_DESCRIPTION OF THE TASK_: Skip all pictures. Write out the data below from its first line through the line that contains "518L276 542L222 526ZM200".

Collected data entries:
·····
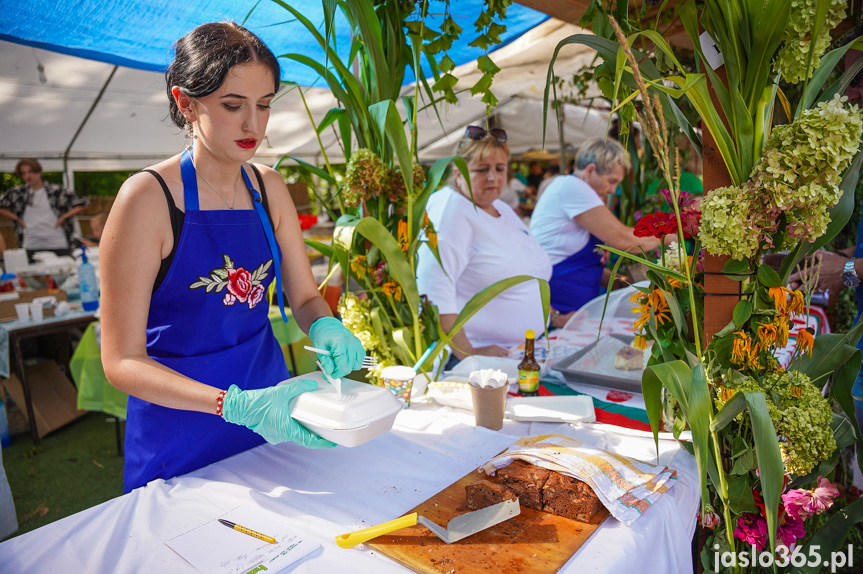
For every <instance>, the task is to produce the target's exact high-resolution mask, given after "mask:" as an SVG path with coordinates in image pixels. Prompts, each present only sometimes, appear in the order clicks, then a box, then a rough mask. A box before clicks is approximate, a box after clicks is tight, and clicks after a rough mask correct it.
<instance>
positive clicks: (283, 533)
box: [166, 505, 321, 574]
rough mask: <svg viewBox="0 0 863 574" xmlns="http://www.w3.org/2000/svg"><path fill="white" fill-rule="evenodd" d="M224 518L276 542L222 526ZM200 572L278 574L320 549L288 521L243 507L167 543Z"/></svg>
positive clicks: (319, 546) (170, 547)
mask: <svg viewBox="0 0 863 574" xmlns="http://www.w3.org/2000/svg"><path fill="white" fill-rule="evenodd" d="M219 518H224V519H225V520H229V521H231V522H234V523H235V524H240V525H242V526H245V527H247V528H251V529H252V530H256V531H257V532H260V533H262V534H266V535H268V536H272V537H273V538H275V539H276V543H275V544H270V543H269V542H264V541H262V540H258V539H257V538H254V537H252V536H249V535H247V534H243V533H241V532H238V531H236V530H233V529H231V528H227V527H225V526H223V525H222V524H220V523H219V521H218V519H219ZM166 544H167V545H168V547H169V548H170V549H171V550H173V551H174V552H176V553H177V554H179V555H180V556H181V557H182V558H183V559H184V560H185V561H186V562H188V563H189V564H191V565H192V566H193V567H194V568H195V569H196V570H198V571H199V572H206V573H207V574H213V573H215V574H250V573H252V572H261V571H267V572H278V571H279V570H282V569H283V568H286V567H287V566H289V565H290V564H293V563H294V562H296V561H297V560H300V559H301V558H303V557H304V556H306V555H308V554H310V553H311V552H314V551H315V550H317V549H318V548H320V546H321V545H320V543H319V542H318V541H317V540H314V539H312V538H310V537H309V536H307V535H305V534H301V533H299V532H296V531H294V530H293V529H292V528H291V527H290V525H289V524H288V523H287V521H286V520H285V519H284V518H282V517H281V516H279V515H278V514H275V513H273V512H270V511H268V510H265V509H263V508H260V507H258V506H254V505H244V506H239V507H237V508H235V509H234V510H231V511H230V512H227V513H225V514H223V515H221V516H214V517H213V519H212V520H210V521H209V522H206V523H204V524H202V525H201V526H198V527H197V528H194V529H192V530H190V531H188V532H185V533H183V534H181V535H179V536H177V537H175V538H172V539H171V540H169V541H168V542H166Z"/></svg>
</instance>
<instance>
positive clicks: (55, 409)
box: [0, 361, 87, 438]
mask: <svg viewBox="0 0 863 574" xmlns="http://www.w3.org/2000/svg"><path fill="white" fill-rule="evenodd" d="M27 382H28V383H29V386H30V398H31V399H32V400H33V414H34V415H35V417H36V429H37V431H38V433H39V438H42V437H44V436H45V435H46V434H48V433H49V432H51V431H53V430H57V429H58V428H60V427H61V426H63V425H65V424H67V423H70V422H72V421H73V420H75V419H77V418H78V417H82V416H84V415H85V414H87V411H79V410H78V407H77V404H78V391H77V390H76V389H75V387H74V386H73V385H72V382H71V381H70V380H69V379H67V378H66V375H64V374H63V371H61V370H60V366H59V365H57V363H55V362H54V361H48V362H45V363H41V364H39V365H37V366H35V367H29V368H28V369H27ZM0 385H2V386H3V388H5V389H6V392H8V393H9V396H11V397H12V400H13V401H15V404H16V405H17V406H18V408H19V409H21V412H22V413H23V414H24V418H28V415H27V403H26V402H25V401H24V387H22V386H21V381H20V380H18V377H17V376H16V375H14V374H13V375H12V376H10V377H9V378H8V379H6V380H4V381H2V382H0ZM27 422H28V424H29V422H30V421H29V419H28V421H27Z"/></svg>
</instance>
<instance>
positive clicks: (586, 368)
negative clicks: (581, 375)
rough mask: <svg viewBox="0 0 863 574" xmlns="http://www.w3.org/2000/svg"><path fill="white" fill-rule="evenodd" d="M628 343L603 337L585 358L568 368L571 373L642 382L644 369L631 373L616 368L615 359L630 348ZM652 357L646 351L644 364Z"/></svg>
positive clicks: (629, 371)
mask: <svg viewBox="0 0 863 574" xmlns="http://www.w3.org/2000/svg"><path fill="white" fill-rule="evenodd" d="M629 346H630V345H629V344H628V343H625V342H623V341H621V340H620V339H617V338H615V337H602V338H600V339H599V341H597V343H596V345H595V346H594V347H593V348H591V349H590V350H589V351H587V352H586V353H585V354H584V356H582V357H581V358H580V359H578V360H577V361H575V362H574V363H572V364H571V365H569V366H568V367H567V369H568V370H570V371H583V372H585V373H592V374H596V375H603V376H606V377H613V378H620V379H632V380H637V381H641V375H642V373H643V372H644V369H643V368H641V369H632V370H629V371H626V370H623V369H618V368H617V367H615V366H614V357H615V355H617V352H618V351H620V350H621V349H622V348H624V347H629ZM649 357H650V351H649V350H645V351H644V363H643V364H645V365H646V364H647V359H648V358H649Z"/></svg>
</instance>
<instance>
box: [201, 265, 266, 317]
·····
_EXERCISE SOLUTION_:
For every <instance>, the task is to produce the target's exact high-resolution mask, given after "mask:" as an SVG path with coordinates in image pixels. Prompts, each present only sometimes, appear in the order clicks, then a box, then a rough mask. A box before clicks is approximate, a box after clicks is tight, and clicks after a rough mask correct it.
<instance>
positive clicks: (283, 533)
box: [166, 505, 321, 574]
rough mask: <svg viewBox="0 0 863 574" xmlns="http://www.w3.org/2000/svg"><path fill="white" fill-rule="evenodd" d="M224 518L276 542L222 526ZM200 572L278 574L320 549L288 521L243 507L167 543Z"/></svg>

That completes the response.